-------- Excerpted data --------

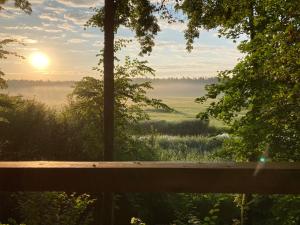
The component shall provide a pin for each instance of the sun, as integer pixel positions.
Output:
(39, 60)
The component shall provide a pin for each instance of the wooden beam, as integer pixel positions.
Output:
(269, 178)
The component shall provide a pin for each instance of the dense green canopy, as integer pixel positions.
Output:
(260, 97)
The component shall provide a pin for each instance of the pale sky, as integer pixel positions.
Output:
(56, 29)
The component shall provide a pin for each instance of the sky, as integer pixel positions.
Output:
(56, 29)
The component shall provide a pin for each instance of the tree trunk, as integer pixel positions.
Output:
(109, 19)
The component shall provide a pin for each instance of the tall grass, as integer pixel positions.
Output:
(182, 128)
(181, 148)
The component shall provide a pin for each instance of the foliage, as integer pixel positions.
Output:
(180, 148)
(183, 128)
(24, 5)
(259, 98)
(86, 106)
(29, 131)
(136, 221)
(54, 208)
(3, 55)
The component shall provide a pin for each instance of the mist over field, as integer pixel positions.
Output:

--------

Keep every word of the data as it is when you write it out, but drop the pictures.

> _Written reply_:
The component shall provide a pin for each instance of the sun, as integer pixel positions.
Output:
(39, 60)
The component shall provide a pin for each instance of the wooden beam, as integer pixel positions.
Output:
(269, 178)
The component shall provide a pin for each instance of the dense green canopy, as integer pixel positions.
Output:
(260, 97)
The component shall provide a pin for each instance of the pale sky, as integer pixel positions.
Output:
(56, 29)
The component shall provide a pin for each instance of the sky, as integer pixel positions.
Output:
(56, 29)
The component shall provide a pin for each instance of the tree trunk, as integer pixel positions.
Output:
(109, 19)
The component shall provide a pin for each instance of the tall grass, as integer pixel positions.
Output:
(182, 128)
(181, 148)
The component shall provide a pin for each instance of the foliage, as integer pixel positions.
Output:
(180, 148)
(183, 128)
(24, 5)
(259, 98)
(86, 106)
(29, 131)
(136, 221)
(54, 208)
(3, 55)
The component shall provide a pin for each instance of the mist over field, as integer pixel positions.
Output:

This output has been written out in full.